- Written exercise A
Copy out the part of the listing that begins with the line containing "structure on pier" and runs through the end of the listing, both ends included. Leave the pictures out of your answer.
- Written exercise B
Write the next part of the issue thread about Pig's Hadoop counter limits, picking up after its final sentence.

[
https://issues.apache.org/jira/browse/PIG-2208?page=com.atlassian.jira.plugin.system.issuetabpanels:comment-tabpanel&focusedCommentId=13083882#comment-13083882
]
Dmitriy V. Ryaboy commented on PIG-2208:
----------------------------------------
This is just trading one issue for another. If we use too many counters, the
job is killed by limits. If we don't, we spam the logs and the tasks are killed
for using too much local disk. We should at least do local aggregation -- keep
counters local to task (a simple map), and log what we would otherwise put in
counters.
> Restrict number of PIG generated Haddop counters
> -------------------------------------------------
>
> Key: PIG-2208
> URL: https://issues.apache.org/jira/browse/PIG-2208
> Project: Pig
> Issue Type: Bug
> Components: impl
> Affects Versions: 0.8.1, 0.9.0
> Reporter: Richard Ding
> Assignee: Richard Ding
> Fix For: 0.9.1
>
> Attachments: PIG-2208.patch
>
>
> PIG 8.0 implemented Hadoop counters to track the number of records read for
> each input and the number of records written for each output (PIG-1389 &
> PIG-1299). On the other hand, Hadoop has imposed limit on per job counters
> (MAPREDUCE-1943) and jobs will fail if the counters exceed the limit.

[Items drawn from a data source]

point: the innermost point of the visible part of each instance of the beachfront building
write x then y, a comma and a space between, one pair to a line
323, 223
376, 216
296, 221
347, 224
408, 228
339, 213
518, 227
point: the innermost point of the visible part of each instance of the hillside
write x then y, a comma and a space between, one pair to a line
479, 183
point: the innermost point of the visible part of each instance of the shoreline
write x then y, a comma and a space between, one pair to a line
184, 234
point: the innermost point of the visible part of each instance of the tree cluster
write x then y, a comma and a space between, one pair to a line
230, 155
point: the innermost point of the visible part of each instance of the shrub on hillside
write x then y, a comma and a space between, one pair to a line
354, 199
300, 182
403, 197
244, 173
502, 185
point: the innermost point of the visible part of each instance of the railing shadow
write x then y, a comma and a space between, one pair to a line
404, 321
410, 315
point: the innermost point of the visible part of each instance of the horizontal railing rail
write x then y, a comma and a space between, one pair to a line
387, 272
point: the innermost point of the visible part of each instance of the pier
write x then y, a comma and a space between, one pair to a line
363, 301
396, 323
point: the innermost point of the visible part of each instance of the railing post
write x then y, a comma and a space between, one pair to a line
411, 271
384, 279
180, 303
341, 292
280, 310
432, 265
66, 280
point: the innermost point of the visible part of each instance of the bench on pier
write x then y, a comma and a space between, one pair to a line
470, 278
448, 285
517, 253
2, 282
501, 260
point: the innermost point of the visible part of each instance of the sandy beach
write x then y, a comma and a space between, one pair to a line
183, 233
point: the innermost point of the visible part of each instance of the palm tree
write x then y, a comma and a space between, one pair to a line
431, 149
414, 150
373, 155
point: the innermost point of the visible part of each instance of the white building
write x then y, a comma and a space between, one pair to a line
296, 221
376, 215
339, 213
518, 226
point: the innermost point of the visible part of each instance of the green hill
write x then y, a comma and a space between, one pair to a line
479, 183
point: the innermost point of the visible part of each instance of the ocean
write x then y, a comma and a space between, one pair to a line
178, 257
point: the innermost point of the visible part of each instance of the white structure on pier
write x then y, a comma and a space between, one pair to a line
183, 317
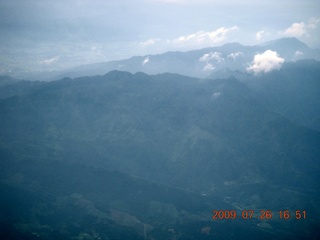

- Output A
point: the innermost point of the visible part of each instance of the white structure on pier
write x then y, a comma and a space between, one pair to a line
183, 317

- Output B
> Therefore we need a way to cap the number of PIG generated counters.
> Here are the two options:
> 1. Add a integer property (e.g., pig.counter.limit) to the pig property file
> (e.g., 20). If the number of inputs of a job exceeds this number, the input
> counters are disabled. Similarly, if the number of outputs of a job exceeds
> this number, the output counters are disabled.
> 2. Add a boolean property (e.g., pig.disable.counters) to the pig property
> file (default: false). If this property is set to true, then the PIG
> generated counters are disabled.
>
--
This message is automatically generated by JIRA.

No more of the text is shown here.